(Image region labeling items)
== == ==
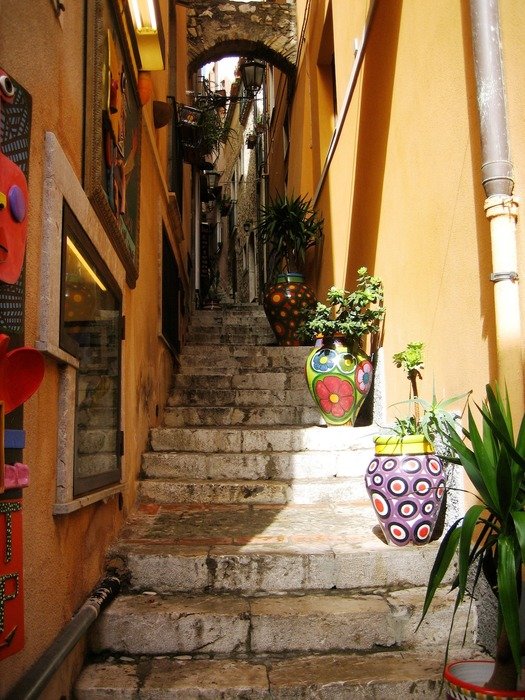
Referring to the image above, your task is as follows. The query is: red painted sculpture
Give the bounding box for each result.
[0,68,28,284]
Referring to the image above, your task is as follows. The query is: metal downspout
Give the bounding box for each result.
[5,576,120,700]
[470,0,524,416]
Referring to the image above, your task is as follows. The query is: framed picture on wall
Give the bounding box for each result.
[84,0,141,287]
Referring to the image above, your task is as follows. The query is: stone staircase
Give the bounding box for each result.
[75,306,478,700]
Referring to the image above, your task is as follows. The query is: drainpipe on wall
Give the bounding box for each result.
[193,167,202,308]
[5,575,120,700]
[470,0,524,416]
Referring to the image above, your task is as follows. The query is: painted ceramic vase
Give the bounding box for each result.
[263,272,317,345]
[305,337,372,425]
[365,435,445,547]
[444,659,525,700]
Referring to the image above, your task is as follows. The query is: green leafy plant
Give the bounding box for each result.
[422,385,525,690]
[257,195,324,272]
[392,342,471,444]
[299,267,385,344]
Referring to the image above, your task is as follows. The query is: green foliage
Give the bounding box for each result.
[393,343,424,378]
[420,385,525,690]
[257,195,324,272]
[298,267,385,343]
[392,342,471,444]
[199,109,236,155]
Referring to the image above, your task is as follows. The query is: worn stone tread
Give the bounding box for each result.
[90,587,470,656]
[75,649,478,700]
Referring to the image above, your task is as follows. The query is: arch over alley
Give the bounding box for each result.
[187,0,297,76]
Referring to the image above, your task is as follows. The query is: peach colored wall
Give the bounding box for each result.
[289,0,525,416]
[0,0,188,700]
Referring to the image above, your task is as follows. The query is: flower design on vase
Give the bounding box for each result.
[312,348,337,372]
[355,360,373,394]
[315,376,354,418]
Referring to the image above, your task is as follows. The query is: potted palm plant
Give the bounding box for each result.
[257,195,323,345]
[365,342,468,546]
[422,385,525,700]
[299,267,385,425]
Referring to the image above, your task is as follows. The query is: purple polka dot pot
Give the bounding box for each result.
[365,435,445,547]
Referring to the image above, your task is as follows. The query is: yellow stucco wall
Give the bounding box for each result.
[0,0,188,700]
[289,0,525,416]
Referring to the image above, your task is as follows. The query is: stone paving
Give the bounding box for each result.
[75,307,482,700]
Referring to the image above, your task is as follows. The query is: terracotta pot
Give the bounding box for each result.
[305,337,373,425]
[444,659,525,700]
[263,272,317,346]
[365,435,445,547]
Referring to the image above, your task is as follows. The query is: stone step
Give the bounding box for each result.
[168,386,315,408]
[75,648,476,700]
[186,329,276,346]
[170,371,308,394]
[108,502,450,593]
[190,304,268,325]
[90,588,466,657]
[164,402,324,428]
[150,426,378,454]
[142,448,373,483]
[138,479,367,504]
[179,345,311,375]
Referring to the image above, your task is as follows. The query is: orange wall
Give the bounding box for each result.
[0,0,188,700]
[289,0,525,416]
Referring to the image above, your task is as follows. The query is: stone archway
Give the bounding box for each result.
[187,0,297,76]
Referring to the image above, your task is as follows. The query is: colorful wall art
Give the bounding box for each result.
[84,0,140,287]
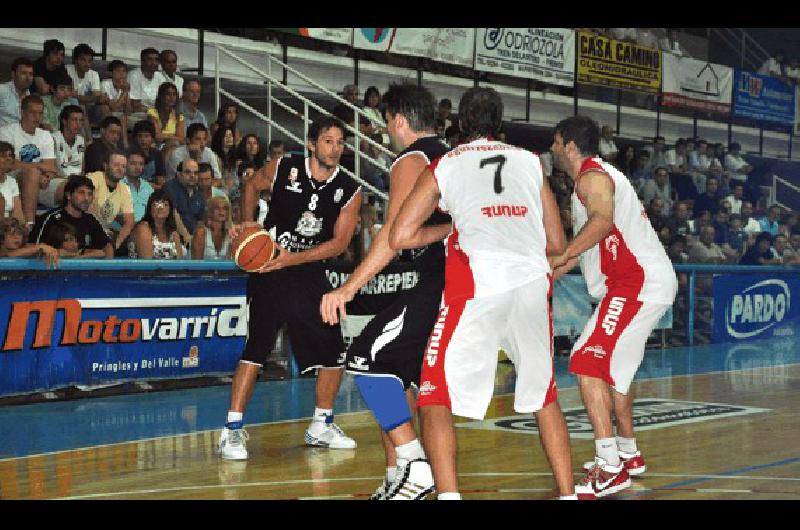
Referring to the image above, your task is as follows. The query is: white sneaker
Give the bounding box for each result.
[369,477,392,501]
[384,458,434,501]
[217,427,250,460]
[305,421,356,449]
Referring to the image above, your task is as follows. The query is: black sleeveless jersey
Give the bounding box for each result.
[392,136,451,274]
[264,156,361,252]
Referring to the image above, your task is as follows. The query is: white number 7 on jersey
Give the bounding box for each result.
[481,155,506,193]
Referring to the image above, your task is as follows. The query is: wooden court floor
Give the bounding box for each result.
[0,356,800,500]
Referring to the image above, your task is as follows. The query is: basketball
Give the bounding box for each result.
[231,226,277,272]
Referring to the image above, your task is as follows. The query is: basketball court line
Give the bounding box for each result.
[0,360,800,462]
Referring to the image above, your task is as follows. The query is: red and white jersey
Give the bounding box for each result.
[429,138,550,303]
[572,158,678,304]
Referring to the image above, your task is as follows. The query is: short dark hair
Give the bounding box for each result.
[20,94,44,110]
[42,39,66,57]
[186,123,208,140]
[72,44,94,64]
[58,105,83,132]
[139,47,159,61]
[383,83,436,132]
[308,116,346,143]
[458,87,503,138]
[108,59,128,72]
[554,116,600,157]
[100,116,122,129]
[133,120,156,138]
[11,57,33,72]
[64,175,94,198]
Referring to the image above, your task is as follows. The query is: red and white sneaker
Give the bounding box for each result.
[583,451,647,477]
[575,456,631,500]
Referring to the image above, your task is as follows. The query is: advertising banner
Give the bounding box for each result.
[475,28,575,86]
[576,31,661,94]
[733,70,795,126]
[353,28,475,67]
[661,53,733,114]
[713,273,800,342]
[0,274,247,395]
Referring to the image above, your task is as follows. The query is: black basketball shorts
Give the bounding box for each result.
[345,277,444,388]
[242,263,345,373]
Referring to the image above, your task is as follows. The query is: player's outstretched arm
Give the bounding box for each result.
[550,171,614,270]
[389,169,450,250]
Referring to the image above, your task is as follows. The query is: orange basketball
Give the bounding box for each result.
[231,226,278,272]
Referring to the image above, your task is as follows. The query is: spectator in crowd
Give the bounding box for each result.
== == ==
Work to complete >> Please rewrite the items from their first line through the line containing "[75,306,478,700]", swapping "bounding box" for "enclosing box" and leaving everything else as it is. Give back only those lines, without the pictures.

Worked answer >>
Referring to the image above, your task is as follows. The query is: red painted sculpture
Give the enclosing box for each result.
[0,68,28,284]
Referring to the image above, your task is as follows. The query is: metal downspout
Give the enclosing box for each result.
[5,576,120,700]
[470,0,524,416]
Referring to the image above, your task is as follows. The query is: framed picture on wall
Give the enclosing box for each result.
[84,0,141,287]
Referring to the image above, your task is as follows. The query is: stone staircase
Give the enclosing box for each result.
[75,306,478,700]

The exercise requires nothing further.